Data items

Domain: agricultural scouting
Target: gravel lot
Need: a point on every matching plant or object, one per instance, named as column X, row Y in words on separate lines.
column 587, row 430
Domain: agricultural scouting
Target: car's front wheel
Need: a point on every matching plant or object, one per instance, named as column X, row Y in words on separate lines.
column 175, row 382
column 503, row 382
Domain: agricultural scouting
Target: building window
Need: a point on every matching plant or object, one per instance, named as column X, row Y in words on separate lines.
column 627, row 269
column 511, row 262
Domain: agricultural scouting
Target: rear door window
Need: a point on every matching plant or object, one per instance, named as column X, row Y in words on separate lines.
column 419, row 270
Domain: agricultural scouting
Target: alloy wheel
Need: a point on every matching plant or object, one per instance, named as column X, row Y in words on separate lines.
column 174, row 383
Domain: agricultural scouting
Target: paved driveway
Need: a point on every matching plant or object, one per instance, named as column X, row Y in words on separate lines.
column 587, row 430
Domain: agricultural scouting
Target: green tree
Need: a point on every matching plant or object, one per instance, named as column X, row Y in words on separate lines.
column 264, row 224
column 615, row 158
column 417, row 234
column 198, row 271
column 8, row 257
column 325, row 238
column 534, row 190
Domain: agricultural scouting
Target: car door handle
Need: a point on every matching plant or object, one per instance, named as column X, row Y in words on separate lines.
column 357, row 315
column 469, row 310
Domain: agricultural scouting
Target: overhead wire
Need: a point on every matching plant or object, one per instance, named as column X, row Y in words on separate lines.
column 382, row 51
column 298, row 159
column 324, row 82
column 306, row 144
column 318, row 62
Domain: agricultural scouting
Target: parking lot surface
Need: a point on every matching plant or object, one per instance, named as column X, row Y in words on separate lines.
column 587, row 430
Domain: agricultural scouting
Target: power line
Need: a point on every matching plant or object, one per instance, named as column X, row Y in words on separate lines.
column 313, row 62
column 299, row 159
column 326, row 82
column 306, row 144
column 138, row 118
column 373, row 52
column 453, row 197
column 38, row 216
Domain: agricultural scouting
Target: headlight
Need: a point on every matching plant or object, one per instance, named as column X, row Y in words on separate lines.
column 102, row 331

» TASK ITEM
Filter these records, keeping every line where the word "window" occurs.

» THE COMPLETED TASK
Target: building window
Target: rear door window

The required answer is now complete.